-- START Excerpt provided --

I am transitioning from the Service component of tenure-track life to the Research element for a few posts to examine the balance of Research at a Teaching institution. Research weighs heavily on many tenure measures and I believe it should--it keeps us abreast of new developments in our disciplines and can push us to explore new pedagogical areas. I love doing research, but finding time to COMPLETE the research projects I've begun has been an ongoing challenge since starting on the tenure track. I've enjoyed the data collection and analysis, but find that partnering (co-authoring) has been a very helpful path to push many projects toward completion. The problem, some institutions do not weigh a co-authored article the same as a single-author article. This is understandable in many respects, but it does seem to push academia into more of an isolated, individualized endeavor. For me, collaborative work which crosses disciplines is very engaging and informative. I struggle with the potential recoil of the Research element when at a teaching institution.

Most teaching institutions carry a heavier load of teaching per faculty member. At mine, I often carry a 4/5/3 or 4/4/3 (anything above a 4 would be an "overload" based on the need for additional courses due to high enrollment or demand). With classes bearing 30-35 students each, the grading and energy required for instruction easily draw me away from the intellectually-intense research writing. I've been seeking advice from senior colleagues and new faculty members as well to explore the nebulous area of balance in the tenure track and found a few great guidelines to help us stay focused on a balanced tenure picture:

- Set deadlines and give incentives to meeting the deadlines (my advice, move deadlines up by two weeks to allow for the unexpected and work with mini-deadlines on larger projects).
- Work on having something "in the pipeline" so that you don't experience stagnation between projects.
- Determine boundaries on your teaching time (this is one where I struggle) and protect your writing/research time.
- Connect with others on the same timeline and consider peer reviewing /editing or simply meeting to support each other's research work.

What are some tips that have helped you, whether at a teaching institution or research institution? Feel free to post, email, and explore concepts together.

Sunday, April 4, 2010

Conference season begins

April in my world is full of conferences and all kinds of exciting deadlines for publishing and presenting opportunities. As my conference season begins I am left with the scars of funding concerns in higher education. Many institutions, mine included, have been heavily hit by state funding shortages and one solution which many seem to adopt is limiting (or removing) funding opportunities for faculty travel to conferences. This is especially difficult for those of us who represent the only member of our discipline in an institution--conferences provide a much-needed exposure to scholars in our field, pedagogical advancements, and networking for future endeavors. I wonder, as we look at service-- including service within our associations as well as the continual look at how faculty members are rewarded (tenure requirements and more), will this lack of financial support result in a change in the way faculty are reviewed and rewarded? Or are many of us dipping deeper into our pockets to continue to attend conferences? This is especially concerning at some institutions which require conference service and presentation of research for the tenure process.

-- END Excerpt provided --
-- START Material supplied --

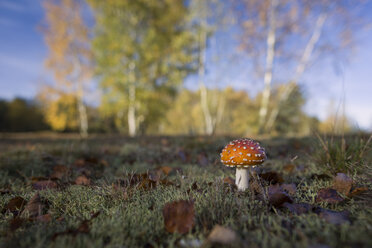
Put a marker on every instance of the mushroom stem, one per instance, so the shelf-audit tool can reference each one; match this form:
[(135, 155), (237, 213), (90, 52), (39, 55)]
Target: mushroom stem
[(242, 178)]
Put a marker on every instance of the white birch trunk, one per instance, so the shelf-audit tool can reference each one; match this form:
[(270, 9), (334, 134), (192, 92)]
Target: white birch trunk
[(242, 178), (79, 91), (268, 77), (83, 118), (299, 70), (132, 128), (209, 127)]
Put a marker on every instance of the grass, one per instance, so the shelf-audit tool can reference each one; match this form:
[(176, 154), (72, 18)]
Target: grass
[(132, 217)]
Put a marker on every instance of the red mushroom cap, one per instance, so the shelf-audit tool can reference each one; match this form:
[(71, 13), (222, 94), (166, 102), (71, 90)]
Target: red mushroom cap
[(243, 153)]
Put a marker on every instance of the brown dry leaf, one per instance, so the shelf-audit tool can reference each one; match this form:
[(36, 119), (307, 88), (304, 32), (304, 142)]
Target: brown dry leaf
[(222, 235), (328, 195), (4, 191), (289, 168), (45, 184), (43, 218), (15, 205), (333, 217), (60, 171), (104, 162), (277, 197), (82, 180), (298, 208), (84, 227), (184, 156), (272, 176), (38, 179), (320, 176), (147, 184), (15, 223), (165, 182), (179, 216), (342, 183), (35, 207), (79, 162), (290, 188), (229, 180), (166, 170), (202, 159), (357, 191)]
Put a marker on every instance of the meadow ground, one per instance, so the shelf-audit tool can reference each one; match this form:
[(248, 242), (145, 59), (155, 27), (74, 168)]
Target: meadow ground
[(60, 191)]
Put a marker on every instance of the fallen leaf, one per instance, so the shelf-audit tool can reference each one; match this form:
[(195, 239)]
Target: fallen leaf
[(147, 184), (38, 179), (45, 184), (222, 235), (179, 216), (83, 228), (4, 191), (104, 162), (82, 180), (320, 176), (328, 195), (357, 191), (229, 180), (342, 183), (60, 171), (15, 223), (15, 205), (289, 168), (202, 159), (43, 218), (277, 197), (333, 217), (272, 177), (290, 188), (184, 156), (35, 207), (298, 208)]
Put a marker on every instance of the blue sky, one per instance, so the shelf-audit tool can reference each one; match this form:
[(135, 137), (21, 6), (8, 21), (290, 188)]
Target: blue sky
[(22, 54)]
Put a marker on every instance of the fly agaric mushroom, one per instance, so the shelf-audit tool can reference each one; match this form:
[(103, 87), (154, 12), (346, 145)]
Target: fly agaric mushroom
[(243, 154)]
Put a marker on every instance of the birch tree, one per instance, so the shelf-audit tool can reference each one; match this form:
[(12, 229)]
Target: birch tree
[(67, 38), (292, 32), (140, 47), (210, 16)]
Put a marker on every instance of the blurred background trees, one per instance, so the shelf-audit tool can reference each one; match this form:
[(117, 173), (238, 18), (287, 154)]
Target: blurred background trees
[(140, 55)]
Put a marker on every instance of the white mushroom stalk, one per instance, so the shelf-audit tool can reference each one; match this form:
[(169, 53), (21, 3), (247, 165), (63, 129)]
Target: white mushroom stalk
[(243, 154), (242, 178)]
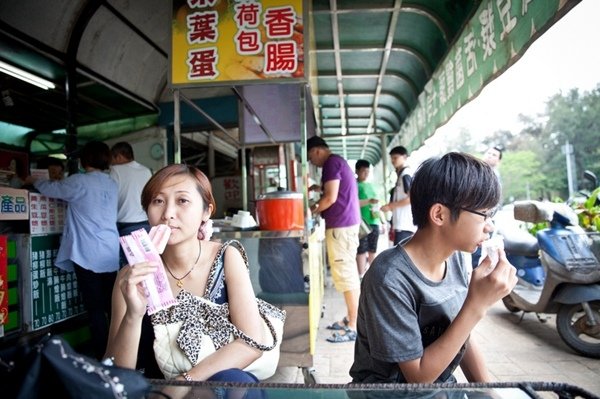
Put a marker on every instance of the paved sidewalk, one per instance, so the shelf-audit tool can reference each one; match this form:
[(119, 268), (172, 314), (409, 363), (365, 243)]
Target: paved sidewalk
[(515, 350)]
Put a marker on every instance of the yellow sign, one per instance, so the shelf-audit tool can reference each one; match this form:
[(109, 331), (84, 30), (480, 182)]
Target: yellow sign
[(224, 40)]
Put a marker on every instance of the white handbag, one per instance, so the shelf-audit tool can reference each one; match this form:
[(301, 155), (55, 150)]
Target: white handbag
[(188, 332)]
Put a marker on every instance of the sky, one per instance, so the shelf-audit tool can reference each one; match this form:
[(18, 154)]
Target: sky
[(563, 58)]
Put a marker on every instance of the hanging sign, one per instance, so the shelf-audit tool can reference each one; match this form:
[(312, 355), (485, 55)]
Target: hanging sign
[(217, 41)]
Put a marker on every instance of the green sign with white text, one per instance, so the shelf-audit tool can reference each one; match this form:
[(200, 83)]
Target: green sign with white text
[(495, 38)]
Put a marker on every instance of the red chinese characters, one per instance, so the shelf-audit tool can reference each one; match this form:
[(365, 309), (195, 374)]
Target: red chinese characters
[(202, 63)]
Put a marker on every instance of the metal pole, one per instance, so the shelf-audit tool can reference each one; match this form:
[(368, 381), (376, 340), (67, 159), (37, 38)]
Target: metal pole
[(569, 155), (176, 128)]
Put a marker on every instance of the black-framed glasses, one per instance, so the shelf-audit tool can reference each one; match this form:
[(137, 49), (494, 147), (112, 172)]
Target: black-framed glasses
[(486, 215)]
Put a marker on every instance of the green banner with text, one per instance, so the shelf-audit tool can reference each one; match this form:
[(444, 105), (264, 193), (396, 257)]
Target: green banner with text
[(495, 38)]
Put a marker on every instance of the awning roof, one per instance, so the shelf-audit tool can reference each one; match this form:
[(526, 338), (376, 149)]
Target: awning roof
[(380, 64)]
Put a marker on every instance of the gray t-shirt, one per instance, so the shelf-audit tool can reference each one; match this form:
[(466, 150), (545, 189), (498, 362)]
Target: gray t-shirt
[(401, 312)]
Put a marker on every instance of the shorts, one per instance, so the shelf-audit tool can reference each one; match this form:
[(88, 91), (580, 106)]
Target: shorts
[(369, 242), (342, 243)]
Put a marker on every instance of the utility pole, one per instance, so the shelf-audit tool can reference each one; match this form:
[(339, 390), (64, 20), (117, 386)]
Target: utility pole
[(568, 151)]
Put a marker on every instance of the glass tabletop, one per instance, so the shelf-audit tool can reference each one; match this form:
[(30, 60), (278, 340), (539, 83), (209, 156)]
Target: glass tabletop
[(516, 390)]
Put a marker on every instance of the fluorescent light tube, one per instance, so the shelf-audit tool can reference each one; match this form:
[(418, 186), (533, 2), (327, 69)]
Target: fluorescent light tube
[(26, 76)]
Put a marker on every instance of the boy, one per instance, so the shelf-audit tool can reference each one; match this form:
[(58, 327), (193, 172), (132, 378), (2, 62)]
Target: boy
[(417, 306)]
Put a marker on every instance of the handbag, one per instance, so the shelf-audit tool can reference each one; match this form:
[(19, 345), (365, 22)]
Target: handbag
[(364, 229), (52, 367), (188, 332)]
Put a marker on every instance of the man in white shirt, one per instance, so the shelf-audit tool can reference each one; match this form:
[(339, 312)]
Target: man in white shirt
[(131, 176), (399, 205)]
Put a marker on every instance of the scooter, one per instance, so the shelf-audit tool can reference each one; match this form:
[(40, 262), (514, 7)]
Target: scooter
[(559, 273)]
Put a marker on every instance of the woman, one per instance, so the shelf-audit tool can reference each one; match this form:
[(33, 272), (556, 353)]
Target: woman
[(90, 241), (180, 197)]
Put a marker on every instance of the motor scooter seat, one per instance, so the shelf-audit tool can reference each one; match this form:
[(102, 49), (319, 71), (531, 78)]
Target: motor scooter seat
[(522, 243)]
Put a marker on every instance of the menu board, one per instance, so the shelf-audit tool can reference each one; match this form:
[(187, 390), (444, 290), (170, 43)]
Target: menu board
[(229, 40), (54, 293), (13, 204), (3, 280), (47, 215)]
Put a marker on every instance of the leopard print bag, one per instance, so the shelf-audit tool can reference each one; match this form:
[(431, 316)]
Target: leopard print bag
[(196, 327)]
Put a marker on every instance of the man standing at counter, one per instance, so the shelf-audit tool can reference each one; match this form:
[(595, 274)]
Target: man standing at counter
[(339, 207), (131, 176)]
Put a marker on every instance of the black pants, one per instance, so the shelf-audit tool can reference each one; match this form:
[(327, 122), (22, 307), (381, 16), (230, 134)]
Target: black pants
[(96, 291)]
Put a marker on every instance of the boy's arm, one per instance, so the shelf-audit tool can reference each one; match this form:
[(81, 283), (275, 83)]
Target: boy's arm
[(484, 290), (473, 364)]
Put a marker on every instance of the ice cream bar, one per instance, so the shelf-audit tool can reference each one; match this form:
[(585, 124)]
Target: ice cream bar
[(138, 247), (490, 249), (159, 235)]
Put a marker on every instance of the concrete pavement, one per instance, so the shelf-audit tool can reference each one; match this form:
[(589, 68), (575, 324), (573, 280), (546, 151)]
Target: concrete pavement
[(515, 349)]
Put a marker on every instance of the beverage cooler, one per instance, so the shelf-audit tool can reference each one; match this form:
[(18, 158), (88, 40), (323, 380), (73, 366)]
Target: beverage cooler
[(35, 296)]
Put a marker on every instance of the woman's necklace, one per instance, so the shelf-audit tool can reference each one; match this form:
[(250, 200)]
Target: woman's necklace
[(180, 280)]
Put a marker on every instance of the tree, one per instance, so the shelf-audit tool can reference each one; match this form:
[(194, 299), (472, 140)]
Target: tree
[(573, 117), (522, 177)]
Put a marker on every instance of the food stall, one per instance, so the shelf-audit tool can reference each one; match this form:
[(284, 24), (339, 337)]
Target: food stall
[(285, 245), (35, 296)]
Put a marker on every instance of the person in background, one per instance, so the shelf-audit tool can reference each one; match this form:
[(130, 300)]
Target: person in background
[(369, 211), (402, 223), (180, 196), (417, 306), (493, 157), (90, 241), (55, 167), (339, 207), (131, 176)]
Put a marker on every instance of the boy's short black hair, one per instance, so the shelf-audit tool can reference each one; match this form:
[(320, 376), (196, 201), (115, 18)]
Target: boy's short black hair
[(499, 149), (362, 163), (456, 180)]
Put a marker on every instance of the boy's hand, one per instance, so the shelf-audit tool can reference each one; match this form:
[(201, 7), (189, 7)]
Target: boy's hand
[(490, 284)]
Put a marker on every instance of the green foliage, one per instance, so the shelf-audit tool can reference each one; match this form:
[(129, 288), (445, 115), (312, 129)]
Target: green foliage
[(521, 176), (588, 212)]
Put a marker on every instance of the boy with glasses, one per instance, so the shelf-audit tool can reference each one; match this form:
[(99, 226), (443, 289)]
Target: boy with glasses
[(417, 305)]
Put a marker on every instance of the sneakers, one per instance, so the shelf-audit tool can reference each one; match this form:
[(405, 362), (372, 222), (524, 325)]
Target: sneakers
[(348, 336)]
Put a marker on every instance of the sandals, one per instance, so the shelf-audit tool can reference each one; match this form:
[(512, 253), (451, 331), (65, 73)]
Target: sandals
[(337, 326), (337, 337)]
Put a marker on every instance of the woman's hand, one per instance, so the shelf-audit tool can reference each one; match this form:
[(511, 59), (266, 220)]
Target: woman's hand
[(132, 286)]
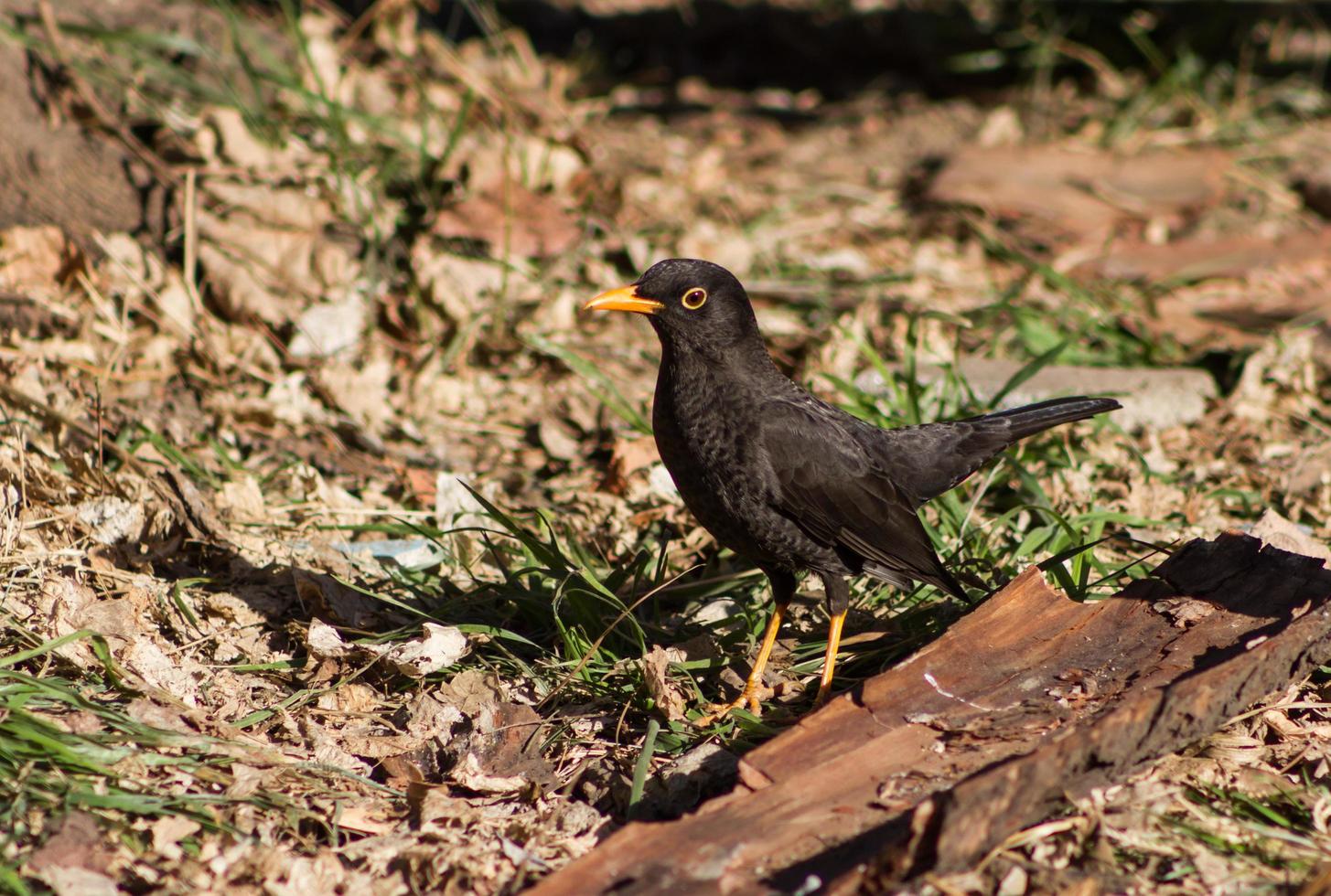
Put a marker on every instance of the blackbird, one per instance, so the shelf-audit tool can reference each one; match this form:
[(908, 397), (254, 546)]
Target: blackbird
[(786, 479)]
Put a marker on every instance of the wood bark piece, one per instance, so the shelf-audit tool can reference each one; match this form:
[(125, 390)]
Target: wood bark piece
[(1030, 697)]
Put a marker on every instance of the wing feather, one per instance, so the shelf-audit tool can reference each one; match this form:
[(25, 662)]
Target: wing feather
[(830, 485)]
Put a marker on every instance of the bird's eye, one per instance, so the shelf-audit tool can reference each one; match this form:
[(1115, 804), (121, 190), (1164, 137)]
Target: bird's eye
[(695, 298)]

-- END Material supplied --

__Requirements__:
[1] In the blog excerpt about balancing research and teaching on the tenure track, how many students does each class hold?
[2] Carry on the blog excerpt about tenure-track life and conference funding, beginning right after its final sentence.

__Results__:
[1] Each class holds 30-35 students.

[2]
Last year the Chronicle reported "The recession is having a big impact, with attendance down at many academic and professional meetings, and next year is expected to be even worse." (J.R. Young, March 29, 2009 Economic downturn limits conference travel). There are institutions which have struck any funding for conferences, those which limit to one national conference a year, and those which have instituted application procedures for funding--but as the financial cuts continue where will it leave the academic conference in the landscape of higher education?

As I spoke about this with a colleague he noted that there are those who will always be able to travel and he felt those most impacted were junior faculty members and graduate students who are working to build their CVs and feel it necessary to travel. I personally dealt with this dilemma: The deadline for submission to a national association was in February and I took one look at the West Coast location and groaned. I priced a flight, hotel, and when the estimated cost hit $1200, I called others in my field to talk about what fallout could exist if I opted not to attend or present. It was a very difficult decision, but I decided to not attend. I've told myself I will focus on publishing and will attend next year when it will be in my state, but the nagging concern won't leave and each update on the looming conference brings a wave of concern.

I suppose higher education will continually adapt during these tight times and wonder what the changes will mean for both associations and for tenure review/faculty development. Until I know, I will attend my regional conferences and commit to service with these associations to continue to build my CV, contribute to my discipline, and operate under the assumption that a lack of funding for travel will not mean lessened scrutiny when the tenure review takes place.

Thursday, March 18, 2010

Efficiency and your committee work

Now that we've been exploring committees and have had some discussion about the benefits and struggles of committee work, it might be interesting to explore how to maintain your committee work and remain efficient. There are a lot of great resources for navigating academic life for faculty members. While exploring some of these, I found this advice and thought it might be useful to pass some items on.

There are some good tips from the University of California, Fullerton web site:
And more advice from Ms. Mentor's recent book via Tomorrow's Professor-blog:

The advice primarily centers around several key constructs when in a committee meeting, which ties nicely to communication research on group processes:
- Try to identify finite tasks with realistic details when sitting on committees
- Help the committee stay focused on the tasks/work at hand, don't contribute to extremely tangential directions that lead one to leave the hour-long meeting bemoaning, "we didn't do anything!"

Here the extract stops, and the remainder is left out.